Pointing dataset excerpts ->
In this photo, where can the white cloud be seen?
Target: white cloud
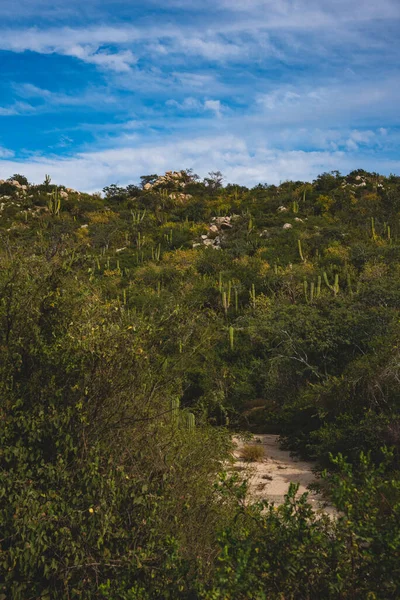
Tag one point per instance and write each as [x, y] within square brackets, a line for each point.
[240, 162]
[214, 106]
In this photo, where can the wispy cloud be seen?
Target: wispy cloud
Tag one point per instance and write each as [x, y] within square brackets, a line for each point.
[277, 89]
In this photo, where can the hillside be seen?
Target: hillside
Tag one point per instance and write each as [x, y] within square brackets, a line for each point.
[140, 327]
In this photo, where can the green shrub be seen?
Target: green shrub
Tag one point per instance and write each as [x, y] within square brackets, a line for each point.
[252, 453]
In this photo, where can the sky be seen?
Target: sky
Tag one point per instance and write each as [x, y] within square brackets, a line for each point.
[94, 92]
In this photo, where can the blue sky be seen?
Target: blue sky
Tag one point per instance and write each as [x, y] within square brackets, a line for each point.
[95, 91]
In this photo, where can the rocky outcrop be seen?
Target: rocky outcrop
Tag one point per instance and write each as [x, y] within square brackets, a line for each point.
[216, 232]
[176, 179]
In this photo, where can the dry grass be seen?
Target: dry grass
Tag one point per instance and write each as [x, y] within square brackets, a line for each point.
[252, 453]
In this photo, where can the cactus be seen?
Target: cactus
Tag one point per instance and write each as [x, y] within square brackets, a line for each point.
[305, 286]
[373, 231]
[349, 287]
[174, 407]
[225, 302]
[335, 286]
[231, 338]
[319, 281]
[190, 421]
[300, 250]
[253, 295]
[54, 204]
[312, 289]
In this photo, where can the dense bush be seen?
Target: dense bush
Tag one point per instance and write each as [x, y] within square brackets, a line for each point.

WHAT YOU WILL DO ->
Copy the items above line for line, without changing a word, and leave out the pictures.

FINAL ANSWER ->
In this photo, where can the white cloud be seen?
Target: white cloud
Tag one point per instance and write each as [x, y] within square brackets, a line for each point.
[240, 162]
[214, 106]
In this photo, where can the wispy cloud be seen?
Target: wispy cloud
Tag one point per instance and write each as [x, y] within square brackets, a line for each point.
[277, 89]
In this photo, where can the hillside be seen?
Target: hillside
Tag one point per instance and write each as [x, y] within square brackets, a line for each point.
[140, 327]
In this photo, where can the green shrub be seen?
Target: green shrub
Tag one point per instance and write each as [x, y] within square brackets, a line for each point.
[252, 453]
In this photo, where can the sky be seen?
Target: sky
Tag one point per instance and write each as [x, y] within square brackets, a line for each point.
[94, 92]
In this photo, where can the blue sky be seen?
Target: blue sky
Tag one point per instance and write each as [x, y] within square brackets, a line for each point.
[95, 91]
In this photo, where can the rocky outcrop be seen?
Target: rocky outcrop
Tag one point per instance and write each as [x, y] within square brackets, a line for each point.
[216, 232]
[176, 179]
In this photo, where can the dry grass be seen?
Target: dry grass
Tag one point per instance and write each as [x, y] within square brackets, a line for each point.
[252, 453]
In this photo, where can the cactus be seen?
Target: cactus
Tag one point per instance and write each as [x, y] within square brackets, a line for each point.
[305, 286]
[373, 231]
[349, 287]
[174, 407]
[225, 302]
[335, 286]
[231, 338]
[319, 281]
[190, 421]
[300, 250]
[253, 295]
[54, 204]
[312, 289]
In this photo, where can the dense bush be seen?
Target: dense bush
Tag one point per instance and write each as [x, y] within square brackets, a line for each point.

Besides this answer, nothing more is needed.